• **SUPPLIED PASSAGE**:
— Begin —

Mismatch of proportions, or where is our money, Lebowski?

I’ll start with the background…
Since December 1, my total storage has grown by 100+ TB.
However !
I did not feel proportional to this growth, an increase in income.
If storage on December 26th is 100 TB = 150 usd more than on December 1st, then on December 26th I should receive approximately +5(150$/30days) dollars by December 1st. But this did not happen. Then I started looking at my charts.

Let’s look at the previous month - November (One of many nodes, size is not important - proportion is important).

disk space used - 12.7/11.4=1.114 +11.4%
storage summary 7.69/7.44=1.032 +3.2%

Dear Storj! This is how it should be, is everything right?

6 Likes

Yeah, actually I always keep asking the same question. Explanations so far aren’t satisfactory to be honest.

  1. Cluster size: of your clusters are too big, for example 2K+ you’re losing 1K on average for each file. Since average file size is 16KB (as I thought), this can explain up to 12% discrepancy of you’re using 4K clusters. But I’m using 128B clusters on ext4, so there should be less than 1% discrepancy contributable to this.
  2. Metadata: inode tables/trees, size, dates and so on; typically 1-2% of the file system.
  3. Missed deletions: when nodes are down, deletions can be missed and it depends on the bloom filters (general filter describing all file names of data on your node) to check whether files haven’t already been deleted in the past. Since bloom filters are overgeneralized (to make them more compact), they typically also match with 10% of deleted data. But my nodes all are 100% up.
  4. Slow file systems, not keeping up with pace of deletions. But have discrepancies over 10% on even SSD file systems.

So, I actually can’t fully answer the question.

1 Like

It is not even theoretically possible to use 128-byte sizes, the smallest ext4 supports is 1 kB. You are probably thinking of inode size, which is a different thing.

You’re correct, it’s inode size I took for cluster size. But in the end it doesn’t make a difference here.

BTW, right now deletions aren’t sent to nodes. It’s all bloom filters now.

2 Likes

The reported used space by your node (signed orders) maybe different from the physically used space for a lot of reasons, described above, and also (mostly), that the filewalker didn’t finish its job and didn’t move the garbage to the trash.

— End —

• **DIRECTIONS**:
1: Rewrite the part of the storage thread starting with "Dear Storj! This" and going on through "the file system.", changing "Metadata" to "File system metadata".
2: In the storage thread, list the possible causes given in the numbered list of explanations for the gap between reported and used space.
The entries have nothing to do with the storage thread.

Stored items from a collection
— Begin —

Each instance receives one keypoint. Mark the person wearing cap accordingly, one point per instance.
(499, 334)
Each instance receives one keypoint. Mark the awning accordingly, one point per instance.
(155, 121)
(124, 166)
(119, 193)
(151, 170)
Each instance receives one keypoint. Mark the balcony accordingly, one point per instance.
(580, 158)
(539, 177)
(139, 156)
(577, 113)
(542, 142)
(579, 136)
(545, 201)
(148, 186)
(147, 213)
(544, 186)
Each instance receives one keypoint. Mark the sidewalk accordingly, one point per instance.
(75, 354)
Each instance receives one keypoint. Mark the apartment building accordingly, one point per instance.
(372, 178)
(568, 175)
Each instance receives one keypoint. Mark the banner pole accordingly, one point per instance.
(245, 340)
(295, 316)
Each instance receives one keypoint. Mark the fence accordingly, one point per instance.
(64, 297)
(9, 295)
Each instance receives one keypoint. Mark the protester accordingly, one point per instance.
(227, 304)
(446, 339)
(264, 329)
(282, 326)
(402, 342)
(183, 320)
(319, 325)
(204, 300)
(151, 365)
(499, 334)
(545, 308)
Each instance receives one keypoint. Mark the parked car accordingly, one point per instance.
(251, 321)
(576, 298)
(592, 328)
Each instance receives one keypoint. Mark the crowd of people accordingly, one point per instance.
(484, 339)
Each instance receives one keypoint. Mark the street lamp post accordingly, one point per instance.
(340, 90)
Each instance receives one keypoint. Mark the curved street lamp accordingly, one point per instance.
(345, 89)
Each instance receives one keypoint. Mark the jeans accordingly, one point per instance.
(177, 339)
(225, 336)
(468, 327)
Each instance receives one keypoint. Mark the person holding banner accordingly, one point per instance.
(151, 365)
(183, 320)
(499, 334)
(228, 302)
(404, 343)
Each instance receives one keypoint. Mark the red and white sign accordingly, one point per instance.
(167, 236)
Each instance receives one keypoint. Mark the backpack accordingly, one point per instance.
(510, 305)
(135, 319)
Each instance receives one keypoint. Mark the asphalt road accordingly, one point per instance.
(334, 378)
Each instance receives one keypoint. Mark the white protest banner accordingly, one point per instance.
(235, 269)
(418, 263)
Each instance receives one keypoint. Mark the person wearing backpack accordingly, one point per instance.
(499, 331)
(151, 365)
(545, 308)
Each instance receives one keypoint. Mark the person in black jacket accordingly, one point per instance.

— End —

• **EXPECTED RESPONSES**:
1:
Dear Storj! This is how it should be, is everything right?

6 Likes

Yeah, actually I always keep asking the same question. Explanations so far aren’t satisfactory to be honest.

  1. Cluster size: of your clusters are too big, for example 2K+ you’re losing 1K on average for each file. Since average file size is 16KB (as I thought), this can explain up to 12% discrepancy of you’re using 4K clusters. But I’m using 128B clusters on ext4, so there should be less than 1% discrepancy contributable to this.
  2. File system metadata: inode tables/trees, size, dates and so on; typically 1-2% of the file system.

2:
Cluster size
Metadata
Missed deletions
Slow file systems